Page extract:
>> BEGIN
Anti-Calvinists: The Rise of English Arminianism c. 1590-1640.By Nicholas Tyacke. Oxford: Clarendon Press, 1990 [reprinted, 1991]. xxi + 303 pp. Paper, $26.00.
Readers who enjoy church history will find this book truly absorbing. Tyacke’s study forms part of the Oxford Historical Monographs series and was first published in cloth in 1987. A foreword to the paperback edition (issued in 1990) allows the author to interact with the various responses to his views that had appeared since the book’s original publication.
Essentially the book traces the theological (and political) struggles between Calvinist and Arminian leaders within the Church of England over a span of fifty years. Tyacke shows that while Calvinism was the dominant religious perspective at the end of Elizabeth’s reign and during that of King James I, under Charles I the Calvinists fell from political power. Following the dissolution of Parliament in 1629 by Charles I, a decade followed in which the Arminians were favored by the king and held power. In 1633 one of their own number, William Laud, actually became Archbishop of Canterbury. After 1640 Arminian dominance was decisively terminated by events that climaxed in the English Civil War, which brought the Puritans to power.
>> END
Stated exercise 1:
Summarize the book review in two sentences.
Stated exercise 2:
Transcribe the book review word for word, between "Essentially the book" and "Puritans to power.", inclusive.

Data shown:
>> BEGIN
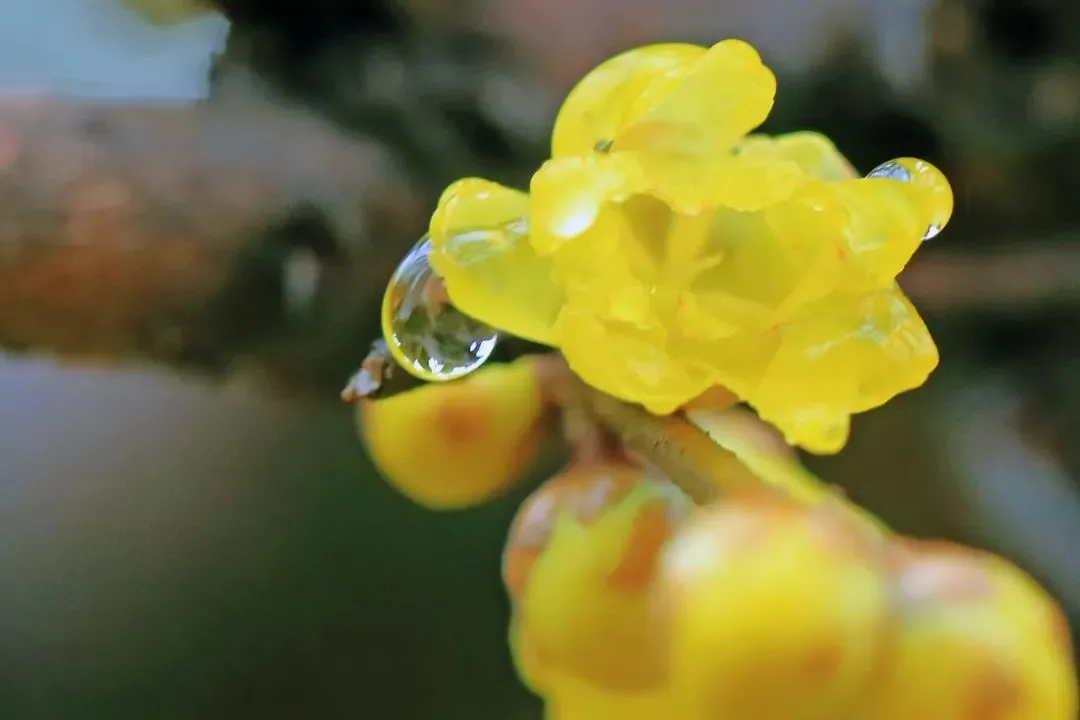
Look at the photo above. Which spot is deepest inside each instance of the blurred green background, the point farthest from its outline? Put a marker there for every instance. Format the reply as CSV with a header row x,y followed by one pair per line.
x,y
175,549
>> END
Problem solution 1:
Tyacke's book, part of the Oxford Historical Monographs series, traces the theological and political struggles between Calvinist and Arminian leaders in the Church of England over fifty years. It shows that Calvinism dominated under Elizabeth and James I, that the Arminians gained royal favor and power under Charles I (with William Laud becoming Archbishop of Canterbury in 1633), and that their dominance ended after 1640 with events that climaxed in the English Civil War.

Problem solution 2:
Essentially the book traces the theological (and political) struggles between Calvinist and Arminian leaders within the Church of England over a span of fifty years. Tyacke shows that while Calvinism was the dominant religious perspective at the end of Elizabeth’s reign and during that of King James I, under Charles I the Calvinists fell from political power. Following the dissolution of Parliament in 1629 by Charles I, a decade followed in which the Arminians were favored by the king and held power. In 1633 one of their own number, William Laud, actually became Archbishop of Canterbury. After 1640 Arminian dominance was decisively terminated by events that climaxed in the English Civil War, which brought the Puritans to power.